▶ _SOURCE EXTRACT_

The main issue for consideration in this appeal is the question of locus standi of the plaintiff/appellant to sue based on the proper interpretation of the letter he wrote to the 1st defendant/respondent on the 2nd of July, 1992. That letter was referred to as Exhibit’ A’ in the affidavit of the plaintiff/appellant filed in support of the motion on notice praying the trial court to issue interlocutory injunction restraining the 1st and 3rd defendants/respondents. or their agents from appointing or recognising any Governing Council of the Edo State University other than the one chaired by the plaintiff/appellant pending the determination of his suit. The learned trial Judge referred to this letter as Exhibit D throughout his ruling.

Exhibit D was copied on page 7 and on pages 63-64 of the record. It was addressed to the 1st defendant/respondent by the appellant himself and was dated 2nd July 1992. The relevant part of Exhibit D reads:-

“3. Since I have no intention to embarrass you or the Government in this or any other matter, I have the honour hereby to tender my resignation as Pro-Chancellor and Chairman of the Governing Council of Edo State University. The law requires me to give six months notice of such resignation, but Your Excellency indicated that you would waive the requirement and I hereby so request ” (Italics mine)

▶ _TASK LIST_
- a) Which lines of the records contain the string "wall"? Collect every one of them, treating uppercase and lowercase as different.
- b) Can you continue the appeal excerpt from its last sentence?
The appeal excerpt and the records have no connection to each other.

▶ _DATA TO PROCESS_
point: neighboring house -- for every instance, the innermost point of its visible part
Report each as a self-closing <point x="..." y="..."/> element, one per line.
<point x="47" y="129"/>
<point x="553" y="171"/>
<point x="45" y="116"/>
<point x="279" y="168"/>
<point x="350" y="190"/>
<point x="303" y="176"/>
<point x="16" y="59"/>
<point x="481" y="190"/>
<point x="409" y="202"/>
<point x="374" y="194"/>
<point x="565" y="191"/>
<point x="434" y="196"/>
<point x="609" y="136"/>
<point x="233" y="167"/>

---

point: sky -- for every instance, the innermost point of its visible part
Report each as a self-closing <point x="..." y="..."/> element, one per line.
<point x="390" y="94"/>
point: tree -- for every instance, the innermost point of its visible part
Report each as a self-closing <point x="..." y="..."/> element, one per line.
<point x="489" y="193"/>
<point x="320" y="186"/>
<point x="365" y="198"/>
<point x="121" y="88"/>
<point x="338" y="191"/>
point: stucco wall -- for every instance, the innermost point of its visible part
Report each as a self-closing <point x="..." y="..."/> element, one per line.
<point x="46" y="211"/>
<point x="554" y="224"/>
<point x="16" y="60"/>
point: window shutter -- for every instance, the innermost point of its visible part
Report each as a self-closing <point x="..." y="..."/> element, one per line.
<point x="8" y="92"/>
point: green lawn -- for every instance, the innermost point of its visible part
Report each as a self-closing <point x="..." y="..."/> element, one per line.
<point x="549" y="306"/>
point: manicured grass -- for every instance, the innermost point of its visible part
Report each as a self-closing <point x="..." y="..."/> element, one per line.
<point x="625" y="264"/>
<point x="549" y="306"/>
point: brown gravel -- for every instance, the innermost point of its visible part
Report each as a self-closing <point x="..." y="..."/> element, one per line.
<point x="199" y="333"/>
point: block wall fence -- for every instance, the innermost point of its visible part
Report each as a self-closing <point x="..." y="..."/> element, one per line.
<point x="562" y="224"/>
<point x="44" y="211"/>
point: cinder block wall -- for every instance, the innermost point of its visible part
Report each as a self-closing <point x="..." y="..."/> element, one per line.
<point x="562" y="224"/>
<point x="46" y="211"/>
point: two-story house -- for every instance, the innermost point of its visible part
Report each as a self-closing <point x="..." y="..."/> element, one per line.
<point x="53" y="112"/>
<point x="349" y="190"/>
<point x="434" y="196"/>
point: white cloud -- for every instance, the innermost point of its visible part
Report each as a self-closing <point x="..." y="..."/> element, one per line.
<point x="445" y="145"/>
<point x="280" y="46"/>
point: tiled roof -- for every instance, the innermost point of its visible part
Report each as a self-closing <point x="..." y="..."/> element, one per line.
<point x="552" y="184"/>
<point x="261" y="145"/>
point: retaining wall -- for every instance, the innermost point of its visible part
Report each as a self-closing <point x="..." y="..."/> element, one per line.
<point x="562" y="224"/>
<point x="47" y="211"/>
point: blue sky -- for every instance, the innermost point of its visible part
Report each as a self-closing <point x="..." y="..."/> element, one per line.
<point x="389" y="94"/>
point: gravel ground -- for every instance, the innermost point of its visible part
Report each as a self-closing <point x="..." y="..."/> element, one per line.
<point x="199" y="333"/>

* * *

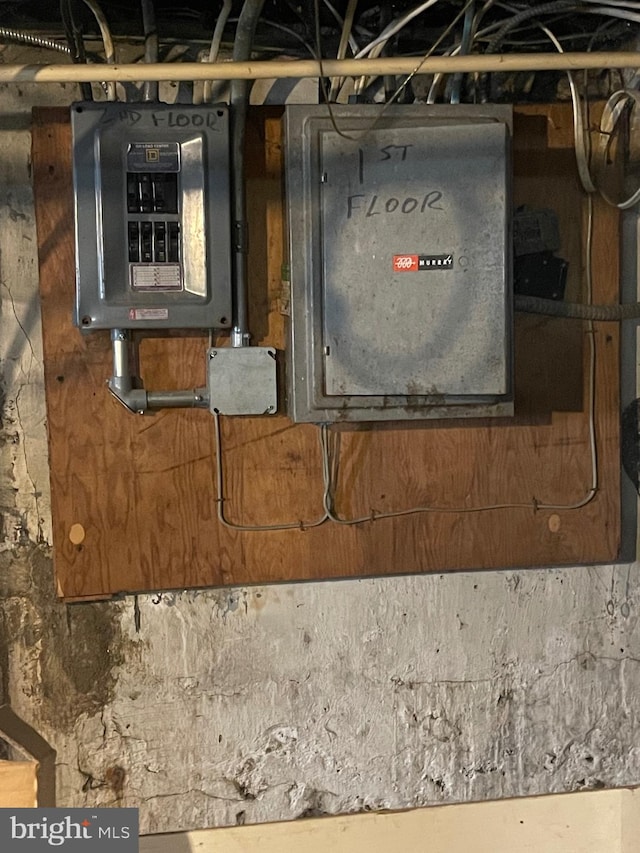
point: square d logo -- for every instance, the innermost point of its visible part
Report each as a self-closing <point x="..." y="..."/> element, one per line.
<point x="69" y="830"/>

▶ _WRITTEN ANSWERS_
- a)
point: stucco wall -- for every instance, the innermost point of its visible part
point: block wall fence -- for every instance, the innermost point of its visible part
point: cinder block wall -- for every instance, the innermost point of its visible part
point: retaining wall -- for every instance, the innermost point of its visible part

- b)
By this letter, it is very clear to me that the appellant has resigned his appointment as Pro-Chancellor of the Edo State University as soon as he signed the letter and it took effect as soon as the 1st defendant/respondent received it. And when the appellant in the letter said “Your Excellency indicated that you would waive the requirements,” it is very clear that the matter of waiver was discussed earlier between the appellant and the 1st defendant/respondent. And when the appellant said in the letter that “I hereby so request” he was thereby complying with the agreement by the 1st respondent as visitor to waive the required six months notice once he (appellant) agreed to resign. There was therefore no need for the 1st defendant/respondent to write a formal letter accepting the resignation of the appellant. It is also incorrect in my view, to say that the 1st defendant/respondent in his letter dissolving the Edo State University Council (Exhibit B but referred to by trial Judge as Exhibit E) must indicate his acceptance of the resignation of the appellant, because they are two separate acts under the relevant University Law. Therefore since the 1st defendant/respondent agreed to waive the six months required notice for the appellant’s resignation, he was presumed to have accepted the resignation just before the dissolution of the University Council. It is also trite law that in the circumstances of this case, the resignation need not be formally accepted before it took effect. See Benson v. Onitiri (1960) 5 FSC 69, (1960) SCNLR 177. I am therefore satisfied that the appellant having resigned from his position as Pro-Chancellor and Chairman of Council of Edo State University with effect from 2nd July 1992, has no interest to protect in that position and has no business to sue the respondents as he did in the trial court. He has no standing or right to sue in this case and has no cause of action.

I therefore agree with the Court of Appeal affirming the decision of the trial court that the appellant lacked the locus standi to sue the respondents in this case. For the above and more detailed reasons given by Ogundare, JSC in the leading judgment, I agree that there is no merit in this appeal. I accordingly dismiss it with N10,000.00 costs in favour of the respondents.

UWAIFO, J.S.C.: I read in advance the judgment of my learned brother Ogundare, JSC with which I am in agreement for the reasons he has given.

The letter of resignation of the appellant ended in part as follows:-

” …. I have the honour hereby to tender my resignation as Pro-Chancellor and Chairman of the Governing Council of Edo State University. The law requires me to give six months notice of such resignation; but Your Excellency indicated that you would waive the requirement and I hereby so request.”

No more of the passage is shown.